Data entries:

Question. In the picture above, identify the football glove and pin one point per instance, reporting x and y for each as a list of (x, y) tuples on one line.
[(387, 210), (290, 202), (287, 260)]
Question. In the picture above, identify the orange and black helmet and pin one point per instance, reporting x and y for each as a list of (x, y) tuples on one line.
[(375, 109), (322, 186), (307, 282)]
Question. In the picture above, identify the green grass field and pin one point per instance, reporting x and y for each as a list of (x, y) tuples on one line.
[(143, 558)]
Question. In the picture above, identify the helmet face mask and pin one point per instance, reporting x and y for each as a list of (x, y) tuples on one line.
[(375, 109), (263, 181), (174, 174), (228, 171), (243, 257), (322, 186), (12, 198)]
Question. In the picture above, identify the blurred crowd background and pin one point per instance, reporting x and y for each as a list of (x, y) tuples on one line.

==

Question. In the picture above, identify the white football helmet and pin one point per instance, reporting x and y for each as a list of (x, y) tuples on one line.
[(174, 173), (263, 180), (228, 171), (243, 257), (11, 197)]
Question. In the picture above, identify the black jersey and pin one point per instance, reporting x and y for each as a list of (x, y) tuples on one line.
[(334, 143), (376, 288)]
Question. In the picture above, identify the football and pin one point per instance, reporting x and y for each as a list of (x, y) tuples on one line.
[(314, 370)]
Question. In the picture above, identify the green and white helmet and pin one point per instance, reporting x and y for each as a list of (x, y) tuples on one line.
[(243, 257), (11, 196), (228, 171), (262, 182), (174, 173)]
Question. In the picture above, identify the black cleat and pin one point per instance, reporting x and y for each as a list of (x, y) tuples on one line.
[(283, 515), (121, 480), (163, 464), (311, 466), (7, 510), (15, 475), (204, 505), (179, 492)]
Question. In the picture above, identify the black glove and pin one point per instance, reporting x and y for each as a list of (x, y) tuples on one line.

* * *

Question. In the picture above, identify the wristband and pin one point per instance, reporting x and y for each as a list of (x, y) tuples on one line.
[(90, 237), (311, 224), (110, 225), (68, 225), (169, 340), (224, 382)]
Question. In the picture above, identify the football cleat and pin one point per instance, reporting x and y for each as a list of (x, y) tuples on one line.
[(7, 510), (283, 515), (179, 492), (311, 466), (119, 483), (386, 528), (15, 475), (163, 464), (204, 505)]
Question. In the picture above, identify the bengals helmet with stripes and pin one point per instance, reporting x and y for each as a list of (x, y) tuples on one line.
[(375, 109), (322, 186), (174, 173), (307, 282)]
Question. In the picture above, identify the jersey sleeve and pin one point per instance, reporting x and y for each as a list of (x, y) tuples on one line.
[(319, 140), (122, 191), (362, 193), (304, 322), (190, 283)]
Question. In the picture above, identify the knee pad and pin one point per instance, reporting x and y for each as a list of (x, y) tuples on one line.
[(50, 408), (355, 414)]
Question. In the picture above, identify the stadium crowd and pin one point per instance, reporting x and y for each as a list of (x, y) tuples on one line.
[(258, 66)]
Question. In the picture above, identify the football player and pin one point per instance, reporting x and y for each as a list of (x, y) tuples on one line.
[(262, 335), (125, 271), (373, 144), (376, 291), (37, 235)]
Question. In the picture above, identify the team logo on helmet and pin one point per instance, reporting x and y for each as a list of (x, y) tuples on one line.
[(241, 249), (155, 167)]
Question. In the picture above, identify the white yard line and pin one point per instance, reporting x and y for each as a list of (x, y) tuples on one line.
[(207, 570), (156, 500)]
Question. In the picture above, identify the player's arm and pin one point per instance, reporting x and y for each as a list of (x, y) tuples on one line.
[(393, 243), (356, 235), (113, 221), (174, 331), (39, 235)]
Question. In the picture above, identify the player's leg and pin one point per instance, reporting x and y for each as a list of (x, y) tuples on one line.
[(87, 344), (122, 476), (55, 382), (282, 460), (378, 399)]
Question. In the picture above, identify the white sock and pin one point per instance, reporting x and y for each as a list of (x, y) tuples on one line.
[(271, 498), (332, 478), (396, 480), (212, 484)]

The task:
Please update the lines from the line with "Question. In the picture above, identify the football glove" to the line with "[(143, 558)]", replacing "orange and black" with "black and orange" and leaving everything else unchanged. Give back only those lines.

Finished task:
Question. In the picture above, identify the football glove and pin one point per instance, reporting x and y for each as a list of (x, y) tuples on one line.
[(387, 210), (290, 202), (287, 260)]
Question. In the picture above, identify the black and orange helmet and pin one point per instance, reporting x and y for each as a list of (x, y) tuples on one line.
[(375, 109), (322, 186), (307, 282)]
Question. In the picture above, identify the green grass field and pin one point per instance, reporting x and y for each as a list of (x, y) tuples on one line.
[(143, 558)]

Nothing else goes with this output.